## WRITTEN INSTRUCTION A
From the irqfd discussion, write out the passage starting with "I had a hunch" and going on through "got to 64-bit.".
## WRITTEN INSTRUCTION B
Answer these questions using the irqfd discussion:
(i) With 4 bits per guest and 32-bit registers, a single write is limited to how many guests?
(ii) In the unicast doorbell described, how many bits go to the guest ID?
(iii) How many eventfds per guest does the current implementation have?

## DOCUMENT EXCERPT

▼▼▼

On 03/25/2010 08:17 PM, Cam Macdonell wrote:

I had a hunch it was probably considered.  That explains why irqfd
doesn't have a datamatch field.  I guess supporting multiple MSI
vectors with one doorbell per guest isn't possible if one 1 bit of
information can be communicated.

Actually you can have one doorbell supporting multiple vectors and guests,
simply divide the data value into two bit fields, one for the vector and one
for the guest.  A single write gets both values into the host, which can
then use datamatch to trigger the correct eventfd (which is wired to an
irqfd in another guest).
At 4-bits per guest, a single write is then limited to 8 guests (with
32-bit registers), we could got to 64-bit.

I meant a unicast doorbell: 16 bits for guest ID, 16 bits for vector number.

So, ioeventfd/irqfd restricts MSI to 1 vector between guests.  Should
multi-MSI even be supported then in the non-ioeventfd/irq case?
Otherwise ioeventfd/irqfd become more than an implementation detail.

I lost you.  Please re-explain.
An irqfd can only trigger a single vector in a guest.  Right now I
only have one eventfd per guest.    So ioeventfd/irqfd restricts the
current implementation to a single vector that a guest can trigger.
Without irqfd, eventfds can be used like registers a write the number
of the vector they want to trigger, but as you point out it is racy.

▲▲▲

## PROVIDED DATA
▼▼▼

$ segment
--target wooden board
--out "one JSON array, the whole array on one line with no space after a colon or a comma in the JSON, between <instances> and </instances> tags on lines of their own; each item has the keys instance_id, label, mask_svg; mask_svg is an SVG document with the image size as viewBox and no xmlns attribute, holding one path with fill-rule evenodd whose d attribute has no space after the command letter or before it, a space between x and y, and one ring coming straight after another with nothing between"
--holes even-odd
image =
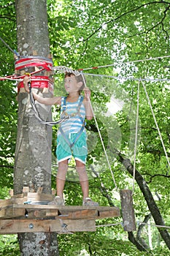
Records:
<instances>
[{"instance_id":1,"label":"wooden board","mask_svg":"<svg viewBox=\"0 0 170 256\"><path fill-rule=\"evenodd\" d=\"M28 189L24 187L23 194L0 200L0 234L96 231L96 219L120 215L117 207L48 205L53 195Z\"/></svg>"},{"instance_id":2,"label":"wooden board","mask_svg":"<svg viewBox=\"0 0 170 256\"><path fill-rule=\"evenodd\" d=\"M118 208L107 206L13 204L0 209L0 219L56 217L63 219L98 219L119 216Z\"/></svg>"},{"instance_id":3,"label":"wooden board","mask_svg":"<svg viewBox=\"0 0 170 256\"><path fill-rule=\"evenodd\" d=\"M0 219L0 234L18 233L57 232L72 233L74 232L96 231L93 219Z\"/></svg>"}]
</instances>

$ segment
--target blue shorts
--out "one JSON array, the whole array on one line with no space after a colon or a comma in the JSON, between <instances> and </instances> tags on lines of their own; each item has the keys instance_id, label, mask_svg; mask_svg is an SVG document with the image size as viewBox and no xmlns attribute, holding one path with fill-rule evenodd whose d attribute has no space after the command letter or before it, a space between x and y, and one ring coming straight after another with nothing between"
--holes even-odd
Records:
<instances>
[{"instance_id":1,"label":"blue shorts","mask_svg":"<svg viewBox=\"0 0 170 256\"><path fill-rule=\"evenodd\" d=\"M67 139L72 143L77 136L77 133L71 133L67 135ZM57 138L56 155L58 162L69 159L73 156L76 160L85 164L88 155L86 132L82 132L72 149L65 140L63 136L61 134L59 135Z\"/></svg>"}]
</instances>

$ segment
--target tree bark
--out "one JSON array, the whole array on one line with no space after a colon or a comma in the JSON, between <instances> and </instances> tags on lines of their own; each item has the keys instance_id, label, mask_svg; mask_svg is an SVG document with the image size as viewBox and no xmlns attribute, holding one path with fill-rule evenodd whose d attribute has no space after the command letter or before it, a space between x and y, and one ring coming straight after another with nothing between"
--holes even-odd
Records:
<instances>
[{"instance_id":1,"label":"tree bark","mask_svg":"<svg viewBox=\"0 0 170 256\"><path fill-rule=\"evenodd\" d=\"M47 29L46 0L15 0L18 29L18 51L20 56L37 56L49 58L50 41ZM26 67L26 72L31 68ZM23 71L24 72L24 71ZM39 75L45 75L42 72ZM42 93L42 89L34 89ZM45 97L52 97L46 91ZM16 143L14 193L22 193L23 187L43 193L51 192L52 129L41 124L35 118L27 93L19 91L18 122ZM47 106L38 105L44 120L51 118ZM57 235L53 233L25 233L18 234L21 255L58 255Z\"/></svg>"},{"instance_id":2,"label":"tree bark","mask_svg":"<svg viewBox=\"0 0 170 256\"><path fill-rule=\"evenodd\" d=\"M134 167L128 159L124 159L120 154L118 154L120 162L124 165L128 173L134 176ZM137 182L142 192L144 195L147 206L157 225L164 226L165 223L160 213L159 208L157 206L152 195L142 175L137 170L135 170L135 180ZM158 231L165 241L167 247L170 249L170 236L168 231L165 229L158 228Z\"/></svg>"}]
</instances>

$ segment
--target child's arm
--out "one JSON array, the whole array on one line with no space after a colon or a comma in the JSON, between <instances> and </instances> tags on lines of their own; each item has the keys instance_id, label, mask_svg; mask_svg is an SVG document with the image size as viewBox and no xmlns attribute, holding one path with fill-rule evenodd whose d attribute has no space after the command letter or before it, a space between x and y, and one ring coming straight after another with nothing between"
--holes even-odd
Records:
<instances>
[{"instance_id":1,"label":"child's arm","mask_svg":"<svg viewBox=\"0 0 170 256\"><path fill-rule=\"evenodd\" d=\"M88 87L85 87L84 89L84 91L85 91L85 100L83 102L85 107L85 117L88 120L91 120L93 117L93 110L91 109L91 104L90 102L91 92Z\"/></svg>"},{"instance_id":2,"label":"child's arm","mask_svg":"<svg viewBox=\"0 0 170 256\"><path fill-rule=\"evenodd\" d=\"M28 86L28 82L30 81L30 78L28 76L25 76L23 78L23 84L25 89L27 92L29 92L29 88ZM37 100L39 103L45 104L48 105L61 105L61 97L54 97L53 98L43 98L42 97L36 94L34 91L32 92L34 98Z\"/></svg>"}]
</instances>

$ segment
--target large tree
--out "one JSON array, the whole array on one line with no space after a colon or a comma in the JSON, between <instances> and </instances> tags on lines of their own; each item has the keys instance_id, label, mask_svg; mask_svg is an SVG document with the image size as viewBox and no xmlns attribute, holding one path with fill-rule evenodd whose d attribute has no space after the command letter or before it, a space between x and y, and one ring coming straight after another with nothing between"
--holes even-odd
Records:
<instances>
[{"instance_id":1,"label":"large tree","mask_svg":"<svg viewBox=\"0 0 170 256\"><path fill-rule=\"evenodd\" d=\"M46 0L16 0L15 8L19 59L25 60L26 56L40 58L40 61L41 58L45 60L50 59ZM22 70L20 70L20 75L31 73L35 71L35 67L28 66ZM42 79L45 72L40 72ZM45 92L43 89L34 89L43 93L45 97L52 97L50 86ZM43 193L50 194L52 129L46 125L40 125L30 109L30 104L28 94L19 89L14 192L15 195L21 194L23 187L26 186L30 188L30 191L34 189L35 192L39 187L42 187ZM49 109L39 108L39 111L44 120L49 120ZM57 237L54 233L26 233L18 236L20 252L23 255L58 255Z\"/></svg>"}]
</instances>

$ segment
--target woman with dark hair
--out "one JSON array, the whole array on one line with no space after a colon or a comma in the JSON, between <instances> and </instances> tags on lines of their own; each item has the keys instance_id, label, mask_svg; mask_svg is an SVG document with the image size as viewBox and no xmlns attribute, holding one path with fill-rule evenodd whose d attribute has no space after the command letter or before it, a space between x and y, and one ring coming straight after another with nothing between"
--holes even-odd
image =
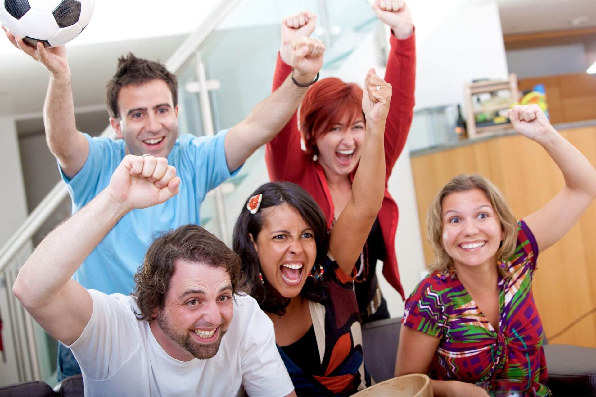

▲▲▲

## TASK RESPONSE A
I had a hunch it was probably considered.  That explains why irqfd
doesn't have a datamatch field.  I guess supporting multiple MSI
vectors with one doorbell per guest isn't possible if one 1 bit of
information can be communicated.

Actually you can have one doorbell supporting multiple vectors and guests,
simply divide the data value into two bit fields, one for the vector and one
for the guest.  A single write gets both values into the host, which can
then use datamatch to trigger the correct eventfd (which is wired to an
irqfd in another guest).
At 4-bits per guest, a single write is then limited to 8 guests (with
32-bit registers), we could got to 64-bit.

## TASK RESPONSE B
(i) 8 guests
(ii) 16 bits
(iii) One